BS: Es gab also keinen Streit zwischen Ihnen?

Holly Black: Das würde ich nicht sagen, nein.

Cassandra: Wir streiten uns. Die Leute fragen uns aber immer, ob wir  über die wirklich großen Dinge streiten, wie z. B., ob eine Figur stirbt  oder ob zwei Charaktere sich verlieben. Darüber streiten wir uns  allerdings nicht. Stattdessen streiten wir uns über sehr kleine Dinge:  Es ging einmal um die Szene, in der Erin zum ersten Mal Calls Magie  benutzt. Danach kommen Lehrer dazu und ich wollte, dass sie ein bisschen  reden, bevor die Lehrer kommen. Holly wollte das nicht. Also haben wir  uns gestritten, sogar so sehr, dass unsere Freundin Sarah in Tränen  ausgebrochen und rausgegangen ist. Als sie eine halbe Stunde später  wiederkam, hatten wir uns aber wieder vertragen.

Ich denke, solange man sich produktiv streitet, ist das okay.  Meistens endet es auch damit, dass weder Holly noch ich gewinnen,  sondern wir einen Kompromiss finden.

Holly Black: Der Grund für diesen Streit war wahrscheinlich, dass wir  beide das schreiben wollten, was wir sonst auch geschrieben hätten.  Jetzt mussten wir uns aber dem anderen anpassen. In diesem Fall gab es  übrigens keinen Kompromiss.

Cassandra Clare: Nein, in diesem Streit ausnahmsweise nicht. Den habe ich gewonnen (beide lachen).

BS: Wissen Sie schon etwas über eine Verfilmung von „Magisterium – Der Weg ins Labyrinth“?

Holly Black: Ja, es wurde von Constantin Film in Betracht gezogen.  Und wir haben schon ein Drehbuch geschrieben, aber das müssen wir noch  einmal überarbeiten. Danach wird es hoffentlich weitergehen.  Filmoptionen sind aber natürlich keine Versprechen.

Cassandra Clare: Letztens war ich in Los Angeles und habe da auch mit  Constantin über das Drehbuch geredet. Jetzt sind wir an dem Punkt  angelangt, an dem sie nach einem Regisseur suchen werden. Hoffentlich  will jemand diesen Job.

BS: Gibt es Neuigkeiten zu dem zweiten Film von „City of Bones“?

Cassandra Clare: Ja, es gab die Ankündigung, dass der zweite Teil  nicht als Film, sondern als Serie verfilmt werden soll. Das war auch der  Grund, weshalb ich in Los Angeles war. Denn sie arbeiten jetzt gerade  daran und ich wollte mit dem Showrunner (Verantwortlicher fürs  Tagesgeschäft einer Serienproduktion, Anm. d. Red.) sprechen. Das mit  der Serie ist interessant, weil es bedeutet, dass sie wieder von vorne  anfangen müssen.

BS: Sie werden also nicht die gleichen Schauspieler einsetzten.

# [Ziel der Übung]
Entnimm dem Interview mit Holly Black und Cassandra Clare wortgetreu die Passage von „BS: Gibt es“ bis „vorne  anfangen müssen.“.

Gesammelte Dateneinträge
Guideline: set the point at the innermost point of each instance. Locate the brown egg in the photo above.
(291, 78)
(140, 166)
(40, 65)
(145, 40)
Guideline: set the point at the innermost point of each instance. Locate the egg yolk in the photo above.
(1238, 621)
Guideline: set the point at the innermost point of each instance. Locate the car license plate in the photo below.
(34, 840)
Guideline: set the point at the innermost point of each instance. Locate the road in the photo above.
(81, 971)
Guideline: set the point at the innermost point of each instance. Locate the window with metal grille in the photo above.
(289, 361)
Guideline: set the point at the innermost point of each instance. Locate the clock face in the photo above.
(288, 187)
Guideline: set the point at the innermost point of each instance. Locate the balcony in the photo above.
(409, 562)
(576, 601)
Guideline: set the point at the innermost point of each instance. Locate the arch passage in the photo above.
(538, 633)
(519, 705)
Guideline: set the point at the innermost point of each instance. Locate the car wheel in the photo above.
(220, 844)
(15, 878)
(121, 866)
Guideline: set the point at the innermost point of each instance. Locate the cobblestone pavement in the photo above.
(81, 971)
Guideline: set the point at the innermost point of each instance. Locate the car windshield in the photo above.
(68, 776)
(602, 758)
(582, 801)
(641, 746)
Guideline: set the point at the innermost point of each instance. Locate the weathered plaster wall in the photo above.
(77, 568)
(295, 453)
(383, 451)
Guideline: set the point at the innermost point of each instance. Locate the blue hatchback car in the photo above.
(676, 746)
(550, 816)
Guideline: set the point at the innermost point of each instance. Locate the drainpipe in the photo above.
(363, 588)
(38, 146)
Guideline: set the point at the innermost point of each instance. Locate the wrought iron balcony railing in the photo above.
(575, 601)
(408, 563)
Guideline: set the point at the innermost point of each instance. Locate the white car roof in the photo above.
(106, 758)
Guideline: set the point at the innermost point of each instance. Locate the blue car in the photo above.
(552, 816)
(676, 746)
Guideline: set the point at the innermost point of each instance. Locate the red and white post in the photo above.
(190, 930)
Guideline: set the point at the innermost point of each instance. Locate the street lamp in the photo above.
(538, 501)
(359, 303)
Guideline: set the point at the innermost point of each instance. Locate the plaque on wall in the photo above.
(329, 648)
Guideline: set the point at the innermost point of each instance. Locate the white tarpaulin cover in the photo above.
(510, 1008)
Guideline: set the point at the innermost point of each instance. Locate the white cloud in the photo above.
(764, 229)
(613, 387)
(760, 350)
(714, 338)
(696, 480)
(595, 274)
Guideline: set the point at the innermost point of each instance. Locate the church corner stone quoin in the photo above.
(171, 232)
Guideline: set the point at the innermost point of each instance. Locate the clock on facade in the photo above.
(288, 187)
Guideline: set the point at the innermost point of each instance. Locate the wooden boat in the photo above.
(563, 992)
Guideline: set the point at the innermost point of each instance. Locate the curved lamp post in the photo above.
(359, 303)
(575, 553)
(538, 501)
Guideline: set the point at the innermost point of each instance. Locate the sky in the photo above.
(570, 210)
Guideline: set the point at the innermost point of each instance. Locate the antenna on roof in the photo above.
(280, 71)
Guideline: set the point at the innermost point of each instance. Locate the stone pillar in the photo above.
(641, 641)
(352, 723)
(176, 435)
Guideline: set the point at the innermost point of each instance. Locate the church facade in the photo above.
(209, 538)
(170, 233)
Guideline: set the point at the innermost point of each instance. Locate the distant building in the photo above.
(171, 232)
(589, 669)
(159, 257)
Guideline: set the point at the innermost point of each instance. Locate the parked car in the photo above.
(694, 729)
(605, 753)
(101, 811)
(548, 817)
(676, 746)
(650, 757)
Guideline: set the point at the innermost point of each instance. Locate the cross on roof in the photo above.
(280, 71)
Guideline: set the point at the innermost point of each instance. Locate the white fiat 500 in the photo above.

# [Gelöste Aufgabe]
BS: Gibt es Neuigkeiten zu dem zweiten Film von „City of Bones“?

Cassandra Clare: Ja, es gab die Ankündigung, dass der zweite Teil  nicht als Film, sondern als Serie verfilmt werden soll. Das war auch der  Grund, weshalb ich in Los Angeles war. Denn sie arbeiten jetzt gerade  daran und ich wollte mit dem Showrunner (Verantwortlicher fürs  Tagesgeschäft einer Serienproduktion, Anm. d. Red.) sprechen. Das mit  der Serie ist interessant, weil es bedeutet, dass sie wieder von vorne  anfangen müssen.